EXERCISE GOAL =>
Filter the lines below, keeping each one that holds "black".

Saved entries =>
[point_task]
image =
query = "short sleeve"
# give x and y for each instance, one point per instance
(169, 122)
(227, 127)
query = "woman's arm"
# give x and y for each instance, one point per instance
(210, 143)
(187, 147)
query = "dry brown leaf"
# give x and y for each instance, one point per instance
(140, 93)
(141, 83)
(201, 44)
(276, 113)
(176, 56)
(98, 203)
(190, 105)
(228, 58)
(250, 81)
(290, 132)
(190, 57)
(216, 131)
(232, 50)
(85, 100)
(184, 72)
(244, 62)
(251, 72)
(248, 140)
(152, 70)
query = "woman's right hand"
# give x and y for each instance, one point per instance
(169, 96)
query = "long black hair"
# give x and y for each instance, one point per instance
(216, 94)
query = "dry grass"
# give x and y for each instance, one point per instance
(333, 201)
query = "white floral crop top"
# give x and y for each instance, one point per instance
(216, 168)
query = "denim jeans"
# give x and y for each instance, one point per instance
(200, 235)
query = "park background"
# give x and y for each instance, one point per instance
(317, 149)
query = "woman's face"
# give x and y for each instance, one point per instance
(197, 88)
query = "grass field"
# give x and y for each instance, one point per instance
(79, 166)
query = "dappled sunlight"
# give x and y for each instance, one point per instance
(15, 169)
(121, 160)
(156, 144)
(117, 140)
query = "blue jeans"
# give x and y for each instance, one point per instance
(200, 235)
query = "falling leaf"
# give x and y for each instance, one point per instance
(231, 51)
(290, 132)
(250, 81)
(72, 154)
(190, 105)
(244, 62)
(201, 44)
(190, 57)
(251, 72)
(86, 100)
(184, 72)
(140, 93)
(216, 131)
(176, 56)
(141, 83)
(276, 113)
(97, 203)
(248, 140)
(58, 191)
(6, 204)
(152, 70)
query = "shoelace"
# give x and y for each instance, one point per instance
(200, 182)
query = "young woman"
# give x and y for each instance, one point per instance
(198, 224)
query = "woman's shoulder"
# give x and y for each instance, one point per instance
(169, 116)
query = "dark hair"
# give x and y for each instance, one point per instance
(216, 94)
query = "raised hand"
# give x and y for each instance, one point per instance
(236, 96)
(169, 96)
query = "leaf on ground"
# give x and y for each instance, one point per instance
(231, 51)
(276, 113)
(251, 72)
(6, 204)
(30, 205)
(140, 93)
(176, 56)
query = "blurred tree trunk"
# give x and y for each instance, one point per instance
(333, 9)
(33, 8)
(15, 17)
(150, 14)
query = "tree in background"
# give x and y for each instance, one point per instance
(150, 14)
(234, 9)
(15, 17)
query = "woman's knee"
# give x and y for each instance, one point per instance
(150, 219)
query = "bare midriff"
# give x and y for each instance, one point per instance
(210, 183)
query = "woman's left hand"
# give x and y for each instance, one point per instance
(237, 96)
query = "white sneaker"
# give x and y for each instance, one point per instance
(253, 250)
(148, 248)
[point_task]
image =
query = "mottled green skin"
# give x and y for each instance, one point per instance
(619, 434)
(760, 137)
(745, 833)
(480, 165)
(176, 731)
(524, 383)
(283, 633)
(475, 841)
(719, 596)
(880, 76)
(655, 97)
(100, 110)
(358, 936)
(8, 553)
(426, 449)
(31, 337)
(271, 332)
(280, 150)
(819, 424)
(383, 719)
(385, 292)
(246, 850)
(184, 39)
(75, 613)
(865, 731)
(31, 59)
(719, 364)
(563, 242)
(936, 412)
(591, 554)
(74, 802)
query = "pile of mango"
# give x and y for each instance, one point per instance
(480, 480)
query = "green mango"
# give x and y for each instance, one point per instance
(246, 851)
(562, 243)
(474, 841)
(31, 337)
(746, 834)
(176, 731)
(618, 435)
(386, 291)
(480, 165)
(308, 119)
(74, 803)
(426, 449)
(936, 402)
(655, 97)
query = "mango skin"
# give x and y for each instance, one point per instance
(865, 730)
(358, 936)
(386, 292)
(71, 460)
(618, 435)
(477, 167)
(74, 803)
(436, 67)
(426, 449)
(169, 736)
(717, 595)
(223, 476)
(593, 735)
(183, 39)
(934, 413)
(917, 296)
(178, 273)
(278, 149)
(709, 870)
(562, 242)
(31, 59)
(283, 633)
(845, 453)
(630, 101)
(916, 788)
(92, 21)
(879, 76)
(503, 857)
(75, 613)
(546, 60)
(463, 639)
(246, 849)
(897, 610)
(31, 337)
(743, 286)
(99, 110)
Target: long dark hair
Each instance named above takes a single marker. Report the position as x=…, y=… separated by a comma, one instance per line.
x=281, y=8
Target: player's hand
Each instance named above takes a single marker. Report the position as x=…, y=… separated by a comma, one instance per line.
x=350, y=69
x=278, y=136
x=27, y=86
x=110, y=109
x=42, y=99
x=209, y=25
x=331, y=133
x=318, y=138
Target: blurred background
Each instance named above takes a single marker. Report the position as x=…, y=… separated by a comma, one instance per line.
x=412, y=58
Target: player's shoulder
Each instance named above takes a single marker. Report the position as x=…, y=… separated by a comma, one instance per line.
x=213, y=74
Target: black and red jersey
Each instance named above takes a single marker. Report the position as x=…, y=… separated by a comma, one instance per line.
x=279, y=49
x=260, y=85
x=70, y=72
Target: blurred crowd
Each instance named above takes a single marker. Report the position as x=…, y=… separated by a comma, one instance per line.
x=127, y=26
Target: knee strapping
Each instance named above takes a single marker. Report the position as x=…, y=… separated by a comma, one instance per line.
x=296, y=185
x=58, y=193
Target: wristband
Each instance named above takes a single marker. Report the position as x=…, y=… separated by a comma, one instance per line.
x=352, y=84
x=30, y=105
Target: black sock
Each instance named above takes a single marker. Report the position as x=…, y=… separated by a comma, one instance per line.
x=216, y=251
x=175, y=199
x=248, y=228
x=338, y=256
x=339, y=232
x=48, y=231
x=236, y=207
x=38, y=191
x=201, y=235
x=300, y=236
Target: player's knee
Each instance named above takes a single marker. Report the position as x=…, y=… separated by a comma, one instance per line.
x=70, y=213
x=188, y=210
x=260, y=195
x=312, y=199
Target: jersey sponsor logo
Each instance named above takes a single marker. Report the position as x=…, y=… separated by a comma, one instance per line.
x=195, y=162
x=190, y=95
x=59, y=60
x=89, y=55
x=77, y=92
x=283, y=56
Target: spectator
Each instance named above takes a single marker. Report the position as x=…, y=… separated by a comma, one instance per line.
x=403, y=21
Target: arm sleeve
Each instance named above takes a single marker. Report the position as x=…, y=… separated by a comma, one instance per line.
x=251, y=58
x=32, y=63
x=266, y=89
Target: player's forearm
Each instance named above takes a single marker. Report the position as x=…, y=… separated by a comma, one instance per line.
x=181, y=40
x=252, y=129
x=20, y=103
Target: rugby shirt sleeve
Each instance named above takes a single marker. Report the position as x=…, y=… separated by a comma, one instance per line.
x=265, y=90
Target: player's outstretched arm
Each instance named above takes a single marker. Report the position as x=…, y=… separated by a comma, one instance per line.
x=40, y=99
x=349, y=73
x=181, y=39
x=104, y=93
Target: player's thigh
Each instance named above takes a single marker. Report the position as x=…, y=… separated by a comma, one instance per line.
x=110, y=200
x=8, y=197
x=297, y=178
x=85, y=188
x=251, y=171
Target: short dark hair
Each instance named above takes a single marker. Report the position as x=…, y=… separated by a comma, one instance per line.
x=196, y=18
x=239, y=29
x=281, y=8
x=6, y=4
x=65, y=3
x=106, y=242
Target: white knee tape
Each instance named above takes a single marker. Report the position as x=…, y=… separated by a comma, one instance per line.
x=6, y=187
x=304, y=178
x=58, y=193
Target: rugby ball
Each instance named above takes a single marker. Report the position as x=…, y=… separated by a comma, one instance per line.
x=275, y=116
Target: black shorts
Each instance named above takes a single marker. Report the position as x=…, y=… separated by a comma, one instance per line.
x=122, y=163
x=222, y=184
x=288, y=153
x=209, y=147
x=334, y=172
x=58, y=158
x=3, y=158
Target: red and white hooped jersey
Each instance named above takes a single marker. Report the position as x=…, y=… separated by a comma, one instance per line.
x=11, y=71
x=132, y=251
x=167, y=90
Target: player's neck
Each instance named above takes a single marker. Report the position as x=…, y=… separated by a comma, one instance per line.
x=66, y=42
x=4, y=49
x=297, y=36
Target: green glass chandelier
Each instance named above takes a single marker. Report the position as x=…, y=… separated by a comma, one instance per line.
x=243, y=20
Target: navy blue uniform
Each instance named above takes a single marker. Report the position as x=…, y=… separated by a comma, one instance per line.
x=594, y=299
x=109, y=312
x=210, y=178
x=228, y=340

RESPONSE BOX =>
query = "long black hair"
Target: black and red jersey
Target: black sock
Target: black shorts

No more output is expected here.